**MATERIAL FOR THIS EXERCISE**
------------------------------------------------------------

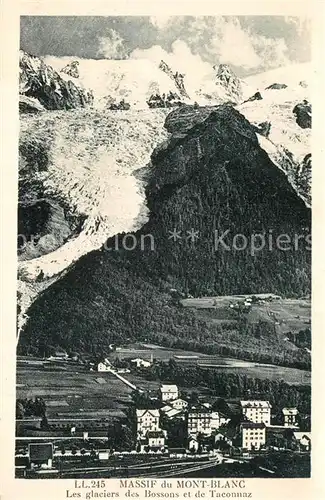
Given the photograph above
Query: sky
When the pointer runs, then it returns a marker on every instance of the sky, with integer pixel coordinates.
(249, 44)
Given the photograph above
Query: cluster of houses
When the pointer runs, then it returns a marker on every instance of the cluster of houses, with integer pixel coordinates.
(202, 421)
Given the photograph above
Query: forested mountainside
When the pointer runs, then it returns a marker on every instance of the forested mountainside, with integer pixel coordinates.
(210, 175)
(44, 87)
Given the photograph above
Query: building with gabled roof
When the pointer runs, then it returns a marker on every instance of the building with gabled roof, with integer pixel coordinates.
(168, 392)
(179, 404)
(257, 411)
(290, 417)
(253, 435)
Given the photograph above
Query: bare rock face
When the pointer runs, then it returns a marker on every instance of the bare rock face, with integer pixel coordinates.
(42, 82)
(256, 97)
(303, 177)
(302, 112)
(263, 128)
(121, 105)
(211, 175)
(164, 101)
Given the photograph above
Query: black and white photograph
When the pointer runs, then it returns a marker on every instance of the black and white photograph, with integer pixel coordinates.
(164, 248)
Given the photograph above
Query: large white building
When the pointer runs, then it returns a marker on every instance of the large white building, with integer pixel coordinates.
(168, 392)
(257, 411)
(290, 417)
(147, 420)
(199, 421)
(104, 366)
(253, 435)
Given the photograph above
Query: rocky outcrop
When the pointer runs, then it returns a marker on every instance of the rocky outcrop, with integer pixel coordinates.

------------------------------------------------------------

**WORK TO BE COMPLETED**
Count the lines in the records above that contain the word "large", and reply with only the number.

**RESPONSE TO THIS EXERCISE**
2